In my professional capacity as a strength coach, and as a golfer myself, I’ve never meet a golfer who doesn’t want to hit it further!

Hitting it further ultimately means generating more clubhead speed. With this in mind, we as golfers, hit the gym and train for speed with great exercises like rotational med-ball throws and lateral jumps, makes sense right?

Indeed, research has shown consistently that when vertical jump and med-ball chest throw increase clubhead speed increases too. Additionally, and just as importantly, not much looks cooler or feels better than crushing step-behind shot-put throws against a poor unsuspecting wall.

The issue? Many golfers rush into these exercises without earning the right to progress.

These exercises have really high force output and neural demands, not to mention if they aren't done with picture perfect form, they create inefficient/ faulty neuromuscular firing and movement patterns, that potentially limit your progress and even lead to injury.

As I alluded to above you need to earn the right to do these exercises, by developing certain physical abilities, to ensure safe and effective progression. Here’s a quick checklist of what you are going to need:

  • Lumbo-pelvic control

  • Ability to stabilise the core whilst the limbs move

  • Good rotational mechanics

  • Hip stability

  • Sufficient eccentric strength

So how do you going about developing these qualities?

As luck would have it, after a bit of thought and experimentation I’ve got it down to just three exercises that pretty much cover the lot.

Take some time to get good at these exercises and earn the right to progress to speed and power work

Bird-dog variations

Bird-dogs teach you to control a stable core and lumbo-pelvic position as you extend from the hips and flex at the shoulder. Creating power through hip extension or shoulder flexion (in overhead med-ball throws for example) is key to developing speed and power in a safe and efficient manner. Typically we start with a quadruped hip extension drill from the elbows with the knee bent, then move to a band resisted variation from the hands and with a straight leg. After that is mastered we progressed to a quadruped hip extension drill with feedback (shown below - make sure ball stays on the cone!) and finally a full bird-dog with feedback.

[Excerpts of location labeling data]
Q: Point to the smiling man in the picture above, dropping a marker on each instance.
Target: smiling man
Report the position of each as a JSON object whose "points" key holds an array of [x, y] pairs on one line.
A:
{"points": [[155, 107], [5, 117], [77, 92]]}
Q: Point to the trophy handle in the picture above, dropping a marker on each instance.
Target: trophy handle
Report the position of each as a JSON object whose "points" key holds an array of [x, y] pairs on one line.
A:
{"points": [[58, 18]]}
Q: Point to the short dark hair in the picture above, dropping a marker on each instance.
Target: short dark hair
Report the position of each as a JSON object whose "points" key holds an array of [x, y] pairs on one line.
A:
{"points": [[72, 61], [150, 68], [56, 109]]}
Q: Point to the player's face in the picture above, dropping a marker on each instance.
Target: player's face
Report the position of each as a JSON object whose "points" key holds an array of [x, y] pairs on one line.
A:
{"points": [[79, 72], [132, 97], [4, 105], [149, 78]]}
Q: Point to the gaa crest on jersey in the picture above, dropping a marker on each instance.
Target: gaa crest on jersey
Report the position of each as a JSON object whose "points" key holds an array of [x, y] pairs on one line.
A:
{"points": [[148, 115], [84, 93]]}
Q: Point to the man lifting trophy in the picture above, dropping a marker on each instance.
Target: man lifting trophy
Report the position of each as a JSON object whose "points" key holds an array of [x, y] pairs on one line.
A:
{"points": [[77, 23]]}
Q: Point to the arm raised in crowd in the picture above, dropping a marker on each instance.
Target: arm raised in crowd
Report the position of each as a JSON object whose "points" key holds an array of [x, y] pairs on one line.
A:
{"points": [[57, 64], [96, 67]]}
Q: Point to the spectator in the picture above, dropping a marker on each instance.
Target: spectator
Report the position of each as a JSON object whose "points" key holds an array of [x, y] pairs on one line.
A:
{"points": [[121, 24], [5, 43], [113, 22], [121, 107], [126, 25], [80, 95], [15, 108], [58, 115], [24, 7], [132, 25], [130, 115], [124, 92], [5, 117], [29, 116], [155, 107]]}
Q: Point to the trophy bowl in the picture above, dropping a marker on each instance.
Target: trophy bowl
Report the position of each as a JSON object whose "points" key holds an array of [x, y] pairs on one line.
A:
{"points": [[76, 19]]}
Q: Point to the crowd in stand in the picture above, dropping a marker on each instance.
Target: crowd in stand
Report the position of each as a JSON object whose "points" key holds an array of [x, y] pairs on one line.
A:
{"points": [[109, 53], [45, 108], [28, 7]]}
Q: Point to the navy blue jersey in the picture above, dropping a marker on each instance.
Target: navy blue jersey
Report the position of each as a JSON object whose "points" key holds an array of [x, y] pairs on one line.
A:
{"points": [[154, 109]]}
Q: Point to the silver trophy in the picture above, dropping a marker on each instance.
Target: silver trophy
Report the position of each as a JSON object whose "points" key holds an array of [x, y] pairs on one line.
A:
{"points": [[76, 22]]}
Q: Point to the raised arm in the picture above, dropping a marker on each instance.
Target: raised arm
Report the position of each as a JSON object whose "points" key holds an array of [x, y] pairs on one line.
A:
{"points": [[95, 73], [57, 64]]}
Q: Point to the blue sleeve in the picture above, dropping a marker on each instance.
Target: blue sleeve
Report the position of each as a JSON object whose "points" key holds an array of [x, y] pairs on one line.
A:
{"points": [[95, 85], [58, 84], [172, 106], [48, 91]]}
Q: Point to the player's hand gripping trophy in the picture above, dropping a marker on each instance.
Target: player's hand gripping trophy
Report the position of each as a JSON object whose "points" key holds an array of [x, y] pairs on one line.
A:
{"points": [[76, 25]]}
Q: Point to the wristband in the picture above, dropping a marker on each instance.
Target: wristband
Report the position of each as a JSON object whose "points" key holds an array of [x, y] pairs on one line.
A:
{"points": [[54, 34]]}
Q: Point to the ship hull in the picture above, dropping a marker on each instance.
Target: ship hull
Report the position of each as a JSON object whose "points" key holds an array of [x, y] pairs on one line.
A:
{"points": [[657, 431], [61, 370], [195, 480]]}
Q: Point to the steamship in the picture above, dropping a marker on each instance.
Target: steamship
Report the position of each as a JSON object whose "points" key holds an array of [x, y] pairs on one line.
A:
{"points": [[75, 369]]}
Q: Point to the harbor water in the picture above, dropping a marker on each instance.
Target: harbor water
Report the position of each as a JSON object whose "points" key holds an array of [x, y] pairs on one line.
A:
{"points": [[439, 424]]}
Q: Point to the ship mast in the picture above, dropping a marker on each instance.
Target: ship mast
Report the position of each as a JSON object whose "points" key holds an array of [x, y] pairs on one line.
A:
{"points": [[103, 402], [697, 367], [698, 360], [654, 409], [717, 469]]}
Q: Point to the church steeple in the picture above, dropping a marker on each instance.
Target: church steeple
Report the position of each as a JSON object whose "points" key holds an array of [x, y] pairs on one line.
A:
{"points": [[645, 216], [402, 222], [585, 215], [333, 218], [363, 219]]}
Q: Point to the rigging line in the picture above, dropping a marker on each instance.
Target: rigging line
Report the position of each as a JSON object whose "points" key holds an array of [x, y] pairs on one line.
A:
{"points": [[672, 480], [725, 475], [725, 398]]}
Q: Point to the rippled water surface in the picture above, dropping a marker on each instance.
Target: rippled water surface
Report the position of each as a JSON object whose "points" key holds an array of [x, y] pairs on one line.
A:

__Work to complete__:
**A.** In the golf training passage, rewrite the stretch from "Hitting it further" through "poor unsuspecting wall.", replacing "clubhead speed" with "swing speed".
**B.** Pick up the passage on strength training for golfers where it stops and write the next part.
These rows were taken from a separate source.

__Exercise responses__:
**A.**
Hitting it further ultimately means generating more swing speed. With this in mind, we as golfers, hit the gym and train for speed with great exercises like rotational med-ball throws and lateral jumps, makes sense right?

Indeed, research has shown consistently that when vertical jump and med-ball chest throw increase swing speed increases too. Additionally, and just as importantly, not much looks cooler or feels better than crushing step-behind shot-put throws against a poor unsuspecting wall.

**B.**
Quadruped t-spine rotation

This is a great exercise to teach proper rotational mechanics, the quadruped position makes it easy to cue and practice rotating from the thoracic spine, whilst keeping the hips and lumbar spine stable (keep that core on!), due to the lack of load and increased stability of the position. Watch that the arch in the lumbar spine doesn't increase too dramatically as you rotate and that the hips remain in place, rather than shifting laterally to find stability.

Goblet split-squat with extended eccentric

The split stance narrows the base of support and gives us good hip stability demands. During the squat we must stabilise the knee in a frontal plane whilst moving through a large sagittal plane range of motion. Split-squats also provide a pretty decent eccentric load as the working leg must control the weight as you descend. This eccentric strength is vital to good landing mechanics, force absorption, deceleration ability, and ultimately staying injury free when you move onto jump work. Indeed, if when doing plyometrics, your landings are heavy (good landings should be quiet!) your knees cave in or you even get knee pain, insufficient eccentric strength is the probable cause.

I really like varying these up with lateral squats and sideboard lunges prior to introducing speed work too. This ensures we develop these qualities in multiple planes and the slideboard does a great job of further increasing that eccentric load.

Take home message: Stop rushing into speed and power exercises.

Take some time at a lower threshold of training first and earn the right to progress by owning these exercises. You’ll get much more out of the speed and power work when you do progress to it and you'll ensure your training is keeping you injury resilient too.